SUPPLIED TEXT »
╔══
- Born: c. 92 BC
- Died: 43 BC
- Office: Legate (58–56 BC, under Caesar); Praetor (48 BC); Consul (43 BC);
- Spouse: Valeria
- Children: Quintus Pedius Poplicola
- Relatives: Julius Caesar
- Awards: Triumph (45 BC)

= Quintus Pedius (consul) =

Nephew or grandnephew of Julius Caesar

Quintus Pedius (c. 92 BC – late 43 BC) was a Roman politician and general who lived during the late Republic. For most of his career, he served as a military officer under his uncle Julius Caesar. Serving with Caesar during the civil war, he was elected praetor in 48 BC and was given a triumph for victories over the Pompeians during the civil war's second Spanish campaign.

After Caesar's death, he joined with Caesar's heir Octavian and, with him, assumed suffect consulships in 43 BC in place of the ordinary consuls who had fallen in battle. He promulgated the lex Pedia, which established courts in which Caesar's killers and allies thereof were convicted in absentia. He died shortly after the start of the Second Triumvirate's proscriptions.
╚══
Point placement records:
╔══
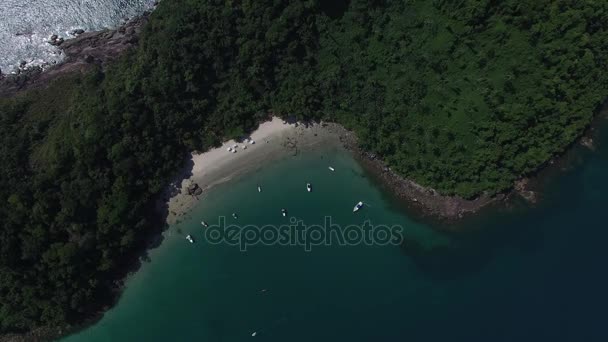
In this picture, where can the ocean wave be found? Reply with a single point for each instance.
(26, 26)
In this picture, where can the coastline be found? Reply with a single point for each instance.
(82, 53)
(274, 139)
(278, 139)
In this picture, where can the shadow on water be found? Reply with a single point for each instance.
(335, 9)
(517, 226)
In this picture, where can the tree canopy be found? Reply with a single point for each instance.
(464, 96)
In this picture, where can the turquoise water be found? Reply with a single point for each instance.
(518, 274)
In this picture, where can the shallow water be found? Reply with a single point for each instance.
(515, 275)
(26, 25)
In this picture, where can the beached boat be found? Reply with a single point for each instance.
(358, 207)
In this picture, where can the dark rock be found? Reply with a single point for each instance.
(194, 189)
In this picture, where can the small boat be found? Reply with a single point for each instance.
(358, 207)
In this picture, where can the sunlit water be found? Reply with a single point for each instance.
(515, 275)
(26, 25)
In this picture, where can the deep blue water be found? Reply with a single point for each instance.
(518, 274)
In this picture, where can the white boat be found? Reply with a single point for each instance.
(358, 207)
╚══
REQUIREMENTS » Duplicate the passage of the text on Quintus Pedius starting at "Nephew or grandnephew" and ending at "second Spanish campaign.". These records were drawn from a separate source.

EXERCISE RESPONSE »
Nephew or grandnephew of Julius Caesar

Quintus Pedius (c. 92 BC – late 43 BC) was a Roman politician and general who lived during the late Republic. For most of his career, he served as a military officer under his uncle Julius Caesar. Serving with Caesar during the civil war, he was elected praetor in 48 BC and was given a triumph for victories over the Pompeians during the civil war's second Spanish campaign.